== Location labeling records ==
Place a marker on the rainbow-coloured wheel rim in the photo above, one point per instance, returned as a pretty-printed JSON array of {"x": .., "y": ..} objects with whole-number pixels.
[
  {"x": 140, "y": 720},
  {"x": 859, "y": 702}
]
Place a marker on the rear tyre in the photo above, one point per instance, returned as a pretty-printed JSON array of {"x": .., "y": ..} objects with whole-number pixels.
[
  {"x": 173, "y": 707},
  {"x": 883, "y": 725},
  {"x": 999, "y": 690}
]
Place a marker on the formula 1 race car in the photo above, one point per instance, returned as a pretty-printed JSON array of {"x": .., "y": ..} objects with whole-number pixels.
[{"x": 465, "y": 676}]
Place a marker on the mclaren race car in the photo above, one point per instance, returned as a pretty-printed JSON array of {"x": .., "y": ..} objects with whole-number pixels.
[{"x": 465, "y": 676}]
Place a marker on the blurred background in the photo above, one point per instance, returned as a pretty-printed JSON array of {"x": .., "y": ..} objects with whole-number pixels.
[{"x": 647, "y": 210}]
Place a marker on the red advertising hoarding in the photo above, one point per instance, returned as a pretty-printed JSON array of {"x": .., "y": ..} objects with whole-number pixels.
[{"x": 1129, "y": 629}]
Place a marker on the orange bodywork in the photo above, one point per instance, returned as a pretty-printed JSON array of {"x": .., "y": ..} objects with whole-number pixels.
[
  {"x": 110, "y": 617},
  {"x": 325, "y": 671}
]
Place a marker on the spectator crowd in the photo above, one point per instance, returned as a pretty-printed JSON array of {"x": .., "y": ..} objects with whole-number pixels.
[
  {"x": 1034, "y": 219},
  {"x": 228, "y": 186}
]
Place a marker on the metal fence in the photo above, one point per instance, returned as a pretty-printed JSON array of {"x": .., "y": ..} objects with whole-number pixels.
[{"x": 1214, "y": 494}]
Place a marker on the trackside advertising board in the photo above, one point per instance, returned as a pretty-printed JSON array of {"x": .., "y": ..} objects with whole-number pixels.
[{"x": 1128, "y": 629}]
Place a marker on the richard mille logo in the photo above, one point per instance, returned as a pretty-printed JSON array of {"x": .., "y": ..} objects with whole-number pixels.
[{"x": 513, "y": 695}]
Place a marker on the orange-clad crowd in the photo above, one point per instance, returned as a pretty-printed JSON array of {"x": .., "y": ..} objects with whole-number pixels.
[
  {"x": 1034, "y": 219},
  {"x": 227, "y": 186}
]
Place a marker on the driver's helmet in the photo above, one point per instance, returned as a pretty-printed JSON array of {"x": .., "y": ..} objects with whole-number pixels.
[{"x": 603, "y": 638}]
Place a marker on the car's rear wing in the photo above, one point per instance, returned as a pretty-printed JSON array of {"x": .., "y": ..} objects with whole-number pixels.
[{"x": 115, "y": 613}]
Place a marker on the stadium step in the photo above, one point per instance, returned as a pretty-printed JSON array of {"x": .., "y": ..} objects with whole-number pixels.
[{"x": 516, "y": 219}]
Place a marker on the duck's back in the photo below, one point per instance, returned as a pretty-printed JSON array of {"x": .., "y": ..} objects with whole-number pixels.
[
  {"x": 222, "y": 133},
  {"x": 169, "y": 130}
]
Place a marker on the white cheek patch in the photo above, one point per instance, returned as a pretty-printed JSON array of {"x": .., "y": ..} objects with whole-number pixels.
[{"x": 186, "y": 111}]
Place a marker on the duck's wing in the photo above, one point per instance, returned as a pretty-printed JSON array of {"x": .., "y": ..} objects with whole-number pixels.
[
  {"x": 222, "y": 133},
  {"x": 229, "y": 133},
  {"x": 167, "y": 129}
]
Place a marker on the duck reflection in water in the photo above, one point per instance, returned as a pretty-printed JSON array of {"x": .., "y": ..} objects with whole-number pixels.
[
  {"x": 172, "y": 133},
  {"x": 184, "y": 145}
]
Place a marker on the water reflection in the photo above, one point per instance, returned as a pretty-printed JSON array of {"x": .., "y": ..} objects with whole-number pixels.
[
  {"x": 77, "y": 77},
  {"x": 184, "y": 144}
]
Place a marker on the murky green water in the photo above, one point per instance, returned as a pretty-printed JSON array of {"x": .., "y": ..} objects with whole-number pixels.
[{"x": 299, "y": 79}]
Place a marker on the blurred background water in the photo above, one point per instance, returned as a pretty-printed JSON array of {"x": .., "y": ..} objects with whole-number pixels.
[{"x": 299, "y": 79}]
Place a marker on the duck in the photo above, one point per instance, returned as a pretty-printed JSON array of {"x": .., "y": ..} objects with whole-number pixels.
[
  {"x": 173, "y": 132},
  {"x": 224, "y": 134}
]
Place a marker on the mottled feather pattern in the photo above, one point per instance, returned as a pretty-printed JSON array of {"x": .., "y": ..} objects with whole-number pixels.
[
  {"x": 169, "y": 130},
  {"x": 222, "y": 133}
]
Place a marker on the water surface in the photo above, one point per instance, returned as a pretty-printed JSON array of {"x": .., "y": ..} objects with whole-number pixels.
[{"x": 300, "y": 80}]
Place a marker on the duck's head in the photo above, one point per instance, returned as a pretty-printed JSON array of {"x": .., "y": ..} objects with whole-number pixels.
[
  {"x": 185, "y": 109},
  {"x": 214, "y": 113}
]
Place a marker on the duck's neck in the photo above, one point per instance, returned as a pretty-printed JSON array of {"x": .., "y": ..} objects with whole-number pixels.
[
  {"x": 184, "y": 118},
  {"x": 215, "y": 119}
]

== Task prompt ==
Reproduce all of the material above, replacing every occurrence of "whole-number" with "integer" and leaving everything else unchanged.

== Worked solution ==
Place a marker on the rainbow-coloured wheel rim in the photo above, one point per instance, returned as a pretty-printed JSON array of {"x": .., "y": ..} objects with integer pixels.
[
  {"x": 140, "y": 720},
  {"x": 859, "y": 702}
]
Place a marker on the rear tyre in the photo above, one point per instance, returned as a pretty-printed JSON array of {"x": .., "y": ..} objects with integer pixels.
[
  {"x": 173, "y": 707},
  {"x": 883, "y": 725},
  {"x": 999, "y": 690}
]
Place a marker on the formula 1 race car in the photo above, one point per instance, returned as a pretty-printed JSON array of {"x": .., "y": ..} objects with integer pixels.
[{"x": 465, "y": 676}]
Place a marker on the mclaren race car in the photo above, one point per instance, returned as a pretty-printed JSON array of {"x": .., "y": ..} objects with integer pixels.
[{"x": 465, "y": 676}]
Place a marker on the blurred background in the photo above, one point per instance, returned as a pretty-printed JSON array of {"x": .., "y": ..} objects with integer pixels.
[{"x": 647, "y": 210}]
Place a marker on the red advertising hoarding in the photo above, one point per instance, returned as a pretty-printed JSON array of {"x": .., "y": ..} objects with integer pixels.
[{"x": 1129, "y": 629}]
Place a marker on the orange bodywork in the photo above, one point per instance, returned as a pretty-printed JSON array of {"x": .., "y": ..} objects with integer pixels.
[
  {"x": 110, "y": 617},
  {"x": 325, "y": 671}
]
Place a marker on the spectator crowd in the photo above, one point per instance, returned as a pretty-printed JSON array of {"x": .., "y": ..} objects with integer pixels.
[
  {"x": 1034, "y": 219},
  {"x": 228, "y": 186}
]
Place a marker on the metal fence in the photo above, one point per instance, returned as a pretty-printed JSON array of {"x": .., "y": ..} objects with integer pixels.
[{"x": 1214, "y": 494}]
Place a marker on the trackside advertising board in the photo above, one point per instance, returned as a pretty-printed JSON array of {"x": .., "y": ..} objects with integer pixels.
[{"x": 1128, "y": 629}]
Place a marker on the richard mille logo in the photo above, one point per instance, returned as a pretty-printed JSON array of {"x": .., "y": ..} objects with integer pixels.
[{"x": 513, "y": 695}]
Place a marker on the orange-clad crowd in the photo above, one point per instance, returned as a pretty-printed JSON array of {"x": .., "y": ..} objects with integer pixels.
[
  {"x": 1034, "y": 219},
  {"x": 227, "y": 186}
]
Place a marker on the driver's helmet in the photo above, one point per instance, returned as a pretty-printed JSON array of {"x": .., "y": ..} objects with integer pixels.
[{"x": 603, "y": 638}]
Place a marker on the car's rear wing in the photo above, one point per instance, returned as a pretty-printed JSON array of {"x": .., "y": ..} objects with integer pixels.
[{"x": 115, "y": 613}]
Place a marker on the stadium step in the photo above, one point per instance, returned as a pretty-printed JSON array of {"x": .., "y": ..} objects with integer pixels.
[{"x": 516, "y": 219}]
Place a marker on the duck's back in the photo below, one point per instance, returned as a pretty-printed JSON array of {"x": .., "y": ..} objects with integer pixels.
[
  {"x": 222, "y": 133},
  {"x": 169, "y": 130}
]
Place a marker on the white cheek patch in the photo above, one point per instance, returned as a pretty-printed JSON array of {"x": .., "y": ..} objects with integer pixels.
[{"x": 186, "y": 111}]
Place a marker on the duck's wing in the photo above, one point per instance, returned as a pretty-printed JSON array of {"x": .., "y": ..} objects with integer pixels.
[
  {"x": 222, "y": 133},
  {"x": 229, "y": 133},
  {"x": 167, "y": 129}
]
Place a marker on the duck reflection in water in the photo above, one point per instance, returned as a pretty-printed JSON array of {"x": .., "y": ..} objects with integer pixels.
[
  {"x": 172, "y": 133},
  {"x": 184, "y": 145}
]
Place a marker on the water reflection in the photo above, one point per instance, returned as a pretty-printed JSON array of {"x": .., "y": ..} objects with integer pixels.
[
  {"x": 77, "y": 77},
  {"x": 184, "y": 144}
]
Place a marker on the murky green water in the photo above, one point per instance, returned as a pretty-printed JSON array of {"x": .., "y": ..} objects with integer pixels.
[{"x": 299, "y": 79}]
Place a marker on the blurred background water in the photo above, one point per instance, returned as a pretty-printed JSON array of {"x": .., "y": ..} objects with integer pixels.
[{"x": 299, "y": 79}]
Place a marker on the duck in the photo above, one point per instance, returned as a pretty-printed JSON array of {"x": .., "y": ..} objects with integer pixels.
[
  {"x": 173, "y": 132},
  {"x": 224, "y": 134}
]
Place a marker on the mottled feather pattern in the photo above, one point per instance, returned as a pretty-printed JSON array of {"x": .., "y": ..} objects with integer pixels.
[
  {"x": 169, "y": 130},
  {"x": 222, "y": 133}
]
Place a marker on the water surface in the photo above, one point per instance, returned as a pretty-printed JSON array of {"x": .., "y": ..} objects with integer pixels.
[{"x": 300, "y": 80}]
Place a marker on the duck's head in the photo above, one point per instance, returned as a pretty-printed JSON array of {"x": .., "y": ..} objects with integer pixels.
[
  {"x": 185, "y": 109},
  {"x": 214, "y": 113}
]
Place a marker on the duck's neck in the photo above, one point per instance, returned as a pretty-printed JSON array of {"x": .., "y": ..} objects with integer pixels.
[
  {"x": 184, "y": 118},
  {"x": 215, "y": 119}
]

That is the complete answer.